▸ **Work instruction**
Omitting the images, transcribe the records below exactly as they stand.
┌──
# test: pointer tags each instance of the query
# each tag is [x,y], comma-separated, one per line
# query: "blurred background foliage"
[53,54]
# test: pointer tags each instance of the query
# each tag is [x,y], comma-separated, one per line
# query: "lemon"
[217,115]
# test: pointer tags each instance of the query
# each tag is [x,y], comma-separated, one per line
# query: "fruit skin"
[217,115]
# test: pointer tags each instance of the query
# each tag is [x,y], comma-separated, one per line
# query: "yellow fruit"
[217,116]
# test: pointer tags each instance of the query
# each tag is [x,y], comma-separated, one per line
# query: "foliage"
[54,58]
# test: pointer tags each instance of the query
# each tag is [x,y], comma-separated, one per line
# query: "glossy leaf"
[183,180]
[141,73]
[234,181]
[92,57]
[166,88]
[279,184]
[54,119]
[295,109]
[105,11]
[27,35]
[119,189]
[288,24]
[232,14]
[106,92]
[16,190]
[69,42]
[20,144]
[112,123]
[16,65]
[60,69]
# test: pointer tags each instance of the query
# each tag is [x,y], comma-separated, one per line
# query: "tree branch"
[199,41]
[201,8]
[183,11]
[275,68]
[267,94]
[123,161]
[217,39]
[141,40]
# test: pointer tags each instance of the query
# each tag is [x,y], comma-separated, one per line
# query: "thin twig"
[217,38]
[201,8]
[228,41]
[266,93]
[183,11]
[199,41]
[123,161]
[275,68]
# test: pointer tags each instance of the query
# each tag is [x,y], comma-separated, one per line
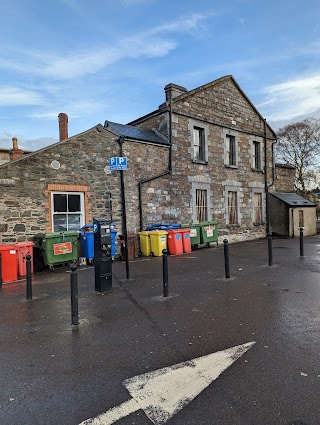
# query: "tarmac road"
[53,373]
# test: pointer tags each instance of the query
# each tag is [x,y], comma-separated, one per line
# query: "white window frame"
[193,126]
[81,212]
[226,135]
[253,154]
[233,187]
[252,196]
[200,186]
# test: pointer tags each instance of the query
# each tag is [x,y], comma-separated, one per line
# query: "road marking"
[164,392]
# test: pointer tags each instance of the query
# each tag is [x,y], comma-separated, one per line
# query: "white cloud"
[292,98]
[135,2]
[10,96]
[154,42]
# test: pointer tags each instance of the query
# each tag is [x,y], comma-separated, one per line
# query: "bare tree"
[299,145]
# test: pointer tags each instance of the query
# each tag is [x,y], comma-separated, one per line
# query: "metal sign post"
[120,163]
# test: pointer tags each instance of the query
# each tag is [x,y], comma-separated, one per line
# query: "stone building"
[200,156]
[293,212]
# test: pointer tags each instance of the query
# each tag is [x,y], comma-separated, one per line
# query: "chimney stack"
[15,152]
[173,90]
[63,126]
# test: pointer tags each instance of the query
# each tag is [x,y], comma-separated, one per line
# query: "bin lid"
[58,234]
[157,232]
[23,244]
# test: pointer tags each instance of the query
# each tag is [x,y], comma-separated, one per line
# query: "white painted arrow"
[164,392]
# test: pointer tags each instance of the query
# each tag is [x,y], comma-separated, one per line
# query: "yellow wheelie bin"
[145,246]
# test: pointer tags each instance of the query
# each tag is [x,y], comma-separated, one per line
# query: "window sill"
[199,161]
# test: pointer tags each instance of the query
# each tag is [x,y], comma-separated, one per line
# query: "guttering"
[165,173]
[273,164]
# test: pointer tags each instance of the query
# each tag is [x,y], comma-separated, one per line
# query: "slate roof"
[136,133]
[293,199]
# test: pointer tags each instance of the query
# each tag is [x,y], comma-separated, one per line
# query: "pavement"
[55,373]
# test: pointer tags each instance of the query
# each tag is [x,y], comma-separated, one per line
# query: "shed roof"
[293,199]
[136,133]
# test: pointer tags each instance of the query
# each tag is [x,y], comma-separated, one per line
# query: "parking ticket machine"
[102,254]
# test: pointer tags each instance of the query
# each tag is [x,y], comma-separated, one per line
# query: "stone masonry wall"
[285,175]
[25,184]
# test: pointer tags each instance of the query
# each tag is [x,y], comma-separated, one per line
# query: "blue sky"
[98,60]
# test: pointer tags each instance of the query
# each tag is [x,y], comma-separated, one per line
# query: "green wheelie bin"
[57,248]
[194,233]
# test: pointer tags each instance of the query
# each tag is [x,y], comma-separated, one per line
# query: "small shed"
[289,212]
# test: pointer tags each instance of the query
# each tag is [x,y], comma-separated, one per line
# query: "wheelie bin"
[186,240]
[158,242]
[208,232]
[87,241]
[23,248]
[57,248]
[9,256]
[175,243]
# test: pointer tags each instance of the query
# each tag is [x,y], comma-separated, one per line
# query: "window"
[67,211]
[201,205]
[232,208]
[301,218]
[231,150]
[257,155]
[199,144]
[257,205]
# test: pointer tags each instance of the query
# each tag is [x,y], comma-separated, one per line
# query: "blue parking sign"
[118,163]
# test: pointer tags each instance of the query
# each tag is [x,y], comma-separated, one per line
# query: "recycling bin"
└──
▸ **Answer for this exercise**
# test: pointer tags each instance of the query
# each tag is [x,y], comma-separated, one per line
# query: "blurred background foliage"
[53,54]
# test: pointer tags each instance of the query
# each tag is [x,y], comma-separated, one per line
# query: "lemon"
[217,115]
# test: pointer tags each instance of the query
# each tag is [x,y], comma-separated, one per line
# query: "fruit skin"
[217,115]
# test: pointer tags each instance of the query
# each tag is [x,y], comma-separated, one per line
# query: "yellow fruit"
[217,116]
# test: pointer tags each instance of the query
# each tag is [x,y], comma-separated, one per line
# query: "foliage"
[54,58]
# test: pointer tags each instance of the query
# each tag is [x,y], comma-separated, one per line
# query: "glossy leaf"
[183,180]
[141,73]
[234,181]
[92,57]
[166,88]
[279,184]
[54,119]
[295,109]
[105,11]
[27,35]
[119,189]
[288,24]
[232,14]
[106,92]
[16,190]
[69,42]
[20,144]
[112,123]
[16,65]
[60,69]
# test: pointer tags each instance of the query
# each tag is [x,y], comma-separated, one per line
# query: "tree branch"
[199,41]
[201,8]
[183,11]
[275,68]
[267,94]
[123,161]
[217,39]
[141,40]
# test: pointer tags each instance of the query
# each tag is [x,y], comma-separated, one per line
# query: "thin twig"
[217,38]
[201,8]
[228,41]
[266,93]
[183,11]
[199,41]
[123,161]
[275,68]
# test: pointer tags each instance of the query
# each tag is [x,y], comma-separated, one per line
# query: "tarmac road"
[53,373]
# test: pointer tags each instance of the query
# each tag is [x,y], comma-separated, one per line
# query: "white window frame"
[193,126]
[81,212]
[226,135]
[253,154]
[233,187]
[252,196]
[200,186]
# test: pointer tags each instance of the query
# each tag is [x,y], comma-separated, one per line
# query: "road marking"
[164,392]
# test: pointer tags each instance of the query
# each tag is [x,y], comma-separated, one per line
# query: "white cloud"
[292,98]
[135,2]
[10,96]
[154,42]
# test: pointer tags each instance of the query
# each tag is [x,y], comma-separated, one per line
# query: "bare tree"
[299,145]
# test: pointer tags each instance of the query
# each tag is [x,y], comma-separated, one per line
# query: "metal sign post"
[120,163]
# test: pointer tags each instance of the query
# each tag is [x,y], comma-separated, one per line
# query: "stone building"
[200,156]
[293,212]
# test: pointer tags each instance of the query
# each tag is [x,y], comma-separated, one per line
# query: "chimney stack"
[15,152]
[173,90]
[63,126]
# test: pointer tags each instance of the query
# each tag is [x,y], comma-separated, one per line
# query: "bin lid"
[58,234]
[157,232]
[23,244]
# test: pointer tags each instance of the query
# each tag is [x,y], comma-separated, one per line
# query: "white painted arrow"
[164,392]
# test: pointer tags each instance of the query
# each tag is [x,y], comma-separated, one per line
# query: "yellow wheelie bin"
[145,246]
# test: pointer tags each instance of the query
# each tag is [x,y], comma-separated, one per line
# query: "window sill"
[199,161]
# test: pointer tags each instance of the query
# each tag is [x,y], comma-separated, one per line
# query: "guttering"
[165,173]
[273,164]
# test: pointer tags each instance of the query
# each tag is [x,y], comma-separated, one per line
# query: "slate roof"
[136,133]
[293,199]
# test: pointer tags each instance of the query
# each tag is [x,y], comma-separated, one per line
# query: "pavement"
[55,373]
# test: pointer tags each instance of the query
# each tag is [x,y], comma-separated, one per line
# query: "shed roof"
[293,199]
[136,133]
# test: pointer tags each instance of the query
# each tag is [x,y], comma-separated, one per line
# query: "parking ticket machine"
[102,254]
# test: pointer tags each instance of the query
# each tag is [x,y], comma-separated, one per line
# query: "stone masonry wall"
[285,175]
[25,184]
# test: pointer tags each instance of the query
# each tag is [x,y], comma-separated, one per line
# query: "blue sky"
[98,60]
# test: pointer tags each instance of the query
# each tag is [x,y], comma-separated, one per line
# query: "green wheelie bin"
[57,248]
[194,233]
# test: pointer tags each instance of the query
# each tag is [x,y], comma-separated, one per line
# query: "small shed"
[289,212]
# test: pointer tags each instance of the query
# each tag is [x,y], comma-separated, one per line
# query: "wheelie bin"
[186,240]
[158,242]
[208,232]
[87,241]
[23,248]
[57,248]
[9,256]
[175,243]
# test: pointer tags each instance of the query
# each tag is [x,y], comma-separated, one per line
# query: "window"
[67,211]
[201,205]
[232,208]
[301,218]
[231,150]
[257,155]
[199,144]
[257,205]
# test: pointer tags each instance of the query
# each tag is [x,y], comma-separated, one per line
# query: "blue parking sign"
[118,163]
# test: pointer tags each instance of the query
# each tag is [x,y], comma-separated, one per line
# query: "recycling bin"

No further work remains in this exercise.